作業内容 >>
a – 偏光カメラモジュールについての本文に出てくる直線偏光フィルタの角度を、漏れなく列挙してください。
b – 偏光カメラモジュールについての本文を、末尾の文に続けて書き進めてください。

提供本文 >>
###

図1Eに示す実施形態では、第1の偏光カメラモジュール10-1”は、
図1C及び1Dに示す2×2アレイと同様に、2×2アレイに配置された偏光カメラ10A”、10B”、10C”、及び10D”を含む。同様に、第2の偏光カメラモジュール10-2”は、2×2アレイに配置された偏光カメラ10E”、10F”、10G”、及び10H”を含み、ステレオ偏光カメラモジュール10”全体が、8つの個々の偏光カメラ(例えば、8つの別々のレンズの後段の8つの別々の画像センサ)を含む。本開示のいくつかの実施形態では、偏光カメラモジュール10-1”及び10-2”の対応する偏光カメラは、実質的に同じ偏光を有する偏光の生フレームを捕捉するように構成されている。例えば、カメラ10A”及び10E”は、両方共、同じ0°の角度の直線偏光フィルタを有していてもよく、カメラ10B”及び10F”は、両方共、同じ45°の角度の直線偏光フィルタを有していてもよく、カメラ10C”及び10G”は、両方共、同じ90°の角度の直線偏光フィルタを有していてもよく、カメラ10D”及び10H”は、両方共、同じ135°の角度の直線偏光フィルタを有していてもよい。

###

提供資料 >>
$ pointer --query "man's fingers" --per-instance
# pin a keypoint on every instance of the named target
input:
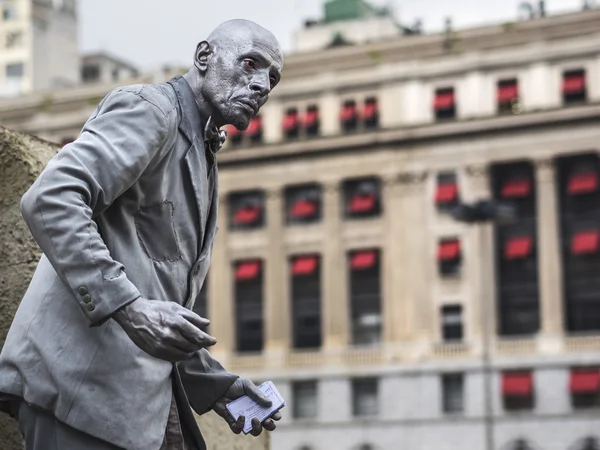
(256, 427)
(255, 394)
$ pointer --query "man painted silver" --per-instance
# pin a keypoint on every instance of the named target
(104, 349)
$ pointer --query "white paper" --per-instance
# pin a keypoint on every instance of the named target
(245, 406)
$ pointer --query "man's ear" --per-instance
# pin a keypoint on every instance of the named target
(203, 51)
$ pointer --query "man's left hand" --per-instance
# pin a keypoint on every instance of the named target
(241, 387)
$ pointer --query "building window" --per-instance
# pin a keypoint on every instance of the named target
(585, 387)
(446, 192)
(362, 198)
(365, 397)
(452, 323)
(508, 97)
(306, 301)
(452, 393)
(249, 309)
(365, 297)
(246, 210)
(90, 73)
(574, 86)
(303, 204)
(304, 396)
(449, 257)
(291, 123)
(516, 256)
(370, 113)
(444, 104)
(579, 212)
(517, 390)
(349, 116)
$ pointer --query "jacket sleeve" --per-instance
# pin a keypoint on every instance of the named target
(114, 148)
(204, 380)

###

結果一覧 >>
a – 0°、45°、90°、135°

b –
【0044】
本開示の実施形態は、
図1Eに示す特定の実施形態に限定されない。いくつかの実施形態では、ステレオ偏光カメラシステムは、3つ以上の偏光カメラモジュールを含み、各偏光カメラモジュールは、アレイに配置された複数の偏光カメラを含み、偏光フィルタを用いて、異なる偏光の偏光の生フレームを捕捉するように構成されている。前述したように、本開示のいくつかの実施形態では、偏光カメラモジュールの個々の偏光カメラの1つ以上は、カラーフィルタを含んでいてもよく、したがって、ステレオ偏光カメラモジュール内の偏光カメラの1つ以上もカラーフィルタを含んでいてもよい。
【0045】
カメラモジュール内のカメラを較正又は登録するための上記方法と同様の方法で、ステレオ偏光カメラシステムの様々な偏光カメラモジュールは、較正標的の複数の画像を捕捉し、様々なカメラモジュールの固有及び付帯行列を計算することによっても、互いに登録することができる。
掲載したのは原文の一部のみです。